Pollution and climate change are key drivers for the global adoption of
clean renewable energy – solar, wind and tidal – but the high cost of solar
installations and the lack of economically efficient storage batteries has
held back widespread adoption of clean renewable energy.
Climate change
In the past million years, the Earth has experienced a major ice age about
every 100,000 years.
This temporary
reprieve from the ice we are now experiencing is called an
interglacial period - the respite from the cold locker began as the earth
started heating up and warming its way out of the Pleistocene Ice Age (began
about 1.8 million years ago and lasted until about 11,700 years ago). At one
point during the Pleistocene Ice Age vast incredibly thick sheets of ice
stretched over Greenland, Canada and parts of the northern United States.
The close of the Pleistocene Ice Age started when a shift in sunlight
caused a slight rise in temperature - this raised gas levels over the next
few hundred years and the resultant greenhouse effect drove the planet's temperature
higher, which drives a further rise in the gas levels and so on. The exact
opposite happens when sunlight weakens, we get a shift from emission to
absorption of gases which causes a further fall in temperature... and so
forth.
According to NASA’s Goddard Institute for Space Studies (GISS), the
average global temperature on Earth has increased by about 0.8° Celsius (1.4°
Fahrenheit) since 1880.
Small rises or falls in temperature - more, or less sunlight
- causes a rise, or fall, in gas levels. Changing atmospheric CO2
and methane levels physically linked the Northern and Southern hemispheres,
warming or cooling the planet as a whole.
Many scientists say it's very likely that most of the warming since the
mid-1900s is because our burning of fossil fuels for energy production and
transportation adds heat-trapping greenhouse gases into the air.
Climate models predict that Earth's average temperature will keep rising.
------------------------
_Problems to work on:_
1) Reproduce the part of the climate change text that opens with "This temporary" and closes with "northern United States.", but swap "Greenland" for "Scandinavia".
2) According to the climate change text, by about how much has Earth's average global temperature risen since 1880?
------------------------
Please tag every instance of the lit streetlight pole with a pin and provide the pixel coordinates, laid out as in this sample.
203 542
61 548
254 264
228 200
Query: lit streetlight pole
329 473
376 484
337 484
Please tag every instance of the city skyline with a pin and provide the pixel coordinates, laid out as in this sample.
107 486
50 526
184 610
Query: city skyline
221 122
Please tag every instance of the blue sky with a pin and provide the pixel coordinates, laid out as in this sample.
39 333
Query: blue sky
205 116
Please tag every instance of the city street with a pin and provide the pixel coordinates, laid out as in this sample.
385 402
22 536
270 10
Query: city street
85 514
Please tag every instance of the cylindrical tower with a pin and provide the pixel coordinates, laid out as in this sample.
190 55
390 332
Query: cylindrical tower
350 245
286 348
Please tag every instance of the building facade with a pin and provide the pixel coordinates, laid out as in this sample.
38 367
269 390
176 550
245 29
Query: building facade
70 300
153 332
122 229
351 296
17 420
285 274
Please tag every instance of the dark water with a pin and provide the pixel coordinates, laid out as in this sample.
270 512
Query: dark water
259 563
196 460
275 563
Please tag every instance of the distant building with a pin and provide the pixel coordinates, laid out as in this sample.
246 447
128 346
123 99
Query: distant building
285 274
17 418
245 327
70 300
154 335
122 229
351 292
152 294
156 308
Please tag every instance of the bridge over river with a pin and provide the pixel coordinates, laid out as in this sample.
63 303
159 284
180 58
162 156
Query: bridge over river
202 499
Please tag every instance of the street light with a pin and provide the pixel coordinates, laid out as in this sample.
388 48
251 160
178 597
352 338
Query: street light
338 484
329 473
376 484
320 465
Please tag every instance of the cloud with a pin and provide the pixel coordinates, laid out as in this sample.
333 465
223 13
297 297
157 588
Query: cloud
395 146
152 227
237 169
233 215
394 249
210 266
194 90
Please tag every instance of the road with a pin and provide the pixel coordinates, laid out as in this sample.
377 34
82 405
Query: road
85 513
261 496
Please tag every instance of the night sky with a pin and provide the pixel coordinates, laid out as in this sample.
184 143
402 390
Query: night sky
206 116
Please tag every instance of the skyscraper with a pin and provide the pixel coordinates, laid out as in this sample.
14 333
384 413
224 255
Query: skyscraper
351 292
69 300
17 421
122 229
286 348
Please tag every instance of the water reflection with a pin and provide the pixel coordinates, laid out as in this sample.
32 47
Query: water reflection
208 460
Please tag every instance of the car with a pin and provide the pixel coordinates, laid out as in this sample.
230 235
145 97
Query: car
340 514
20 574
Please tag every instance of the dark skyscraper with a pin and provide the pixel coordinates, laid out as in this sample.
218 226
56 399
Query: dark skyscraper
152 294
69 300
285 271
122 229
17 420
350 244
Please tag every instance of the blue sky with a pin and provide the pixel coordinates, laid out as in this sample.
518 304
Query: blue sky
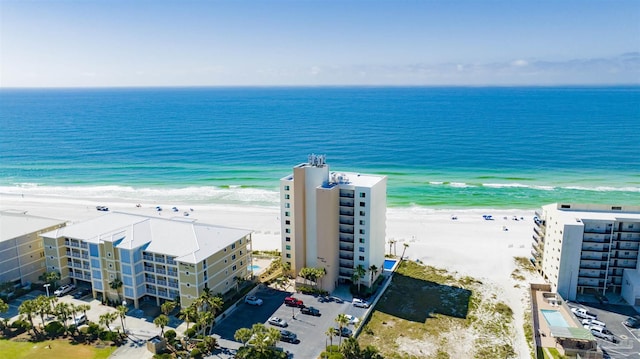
311 42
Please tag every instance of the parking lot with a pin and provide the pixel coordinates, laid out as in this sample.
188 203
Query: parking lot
627 343
309 329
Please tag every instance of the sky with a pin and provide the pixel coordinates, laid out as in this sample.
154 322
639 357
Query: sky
100 43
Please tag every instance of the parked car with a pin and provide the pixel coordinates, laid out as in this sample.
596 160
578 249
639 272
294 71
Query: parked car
310 311
81 293
632 322
601 332
253 300
346 332
583 313
360 303
287 336
278 322
293 302
590 322
64 290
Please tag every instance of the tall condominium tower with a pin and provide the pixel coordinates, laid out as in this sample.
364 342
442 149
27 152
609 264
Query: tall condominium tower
589 249
333 220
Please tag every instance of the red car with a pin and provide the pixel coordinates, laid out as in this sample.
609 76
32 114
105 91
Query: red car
293 302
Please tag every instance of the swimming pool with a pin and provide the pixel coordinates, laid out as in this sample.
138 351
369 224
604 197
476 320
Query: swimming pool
389 264
554 318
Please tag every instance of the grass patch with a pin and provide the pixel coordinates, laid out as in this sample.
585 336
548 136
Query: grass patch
426 311
60 349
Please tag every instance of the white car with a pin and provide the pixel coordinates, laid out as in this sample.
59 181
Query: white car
278 322
64 290
360 303
253 300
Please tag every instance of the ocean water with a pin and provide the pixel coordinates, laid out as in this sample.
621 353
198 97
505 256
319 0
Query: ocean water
450 147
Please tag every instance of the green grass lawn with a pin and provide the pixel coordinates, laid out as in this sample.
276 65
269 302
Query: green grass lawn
60 349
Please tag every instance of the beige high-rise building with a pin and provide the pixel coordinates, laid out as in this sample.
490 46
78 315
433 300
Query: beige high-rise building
333 220
589 249
156 259
21 251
------------------------
_Exercise results:_
1)
This temporary
reprieve from the ice we are now experiencing is called an
interglacial period - the respite from the cold locker began as the earth
started heating up and warming its way out of the Pleistocene Ice Age (began
about 1.8 million years ago and lasted until about 11,700 years ago). At one
point during the Pleistocene Ice Age vast incredibly thick sheets of ice
stretched over Scandinavia, Canada and parts of the northern United States.

2) About 0.8° Celsius (1.4° Fahrenheit).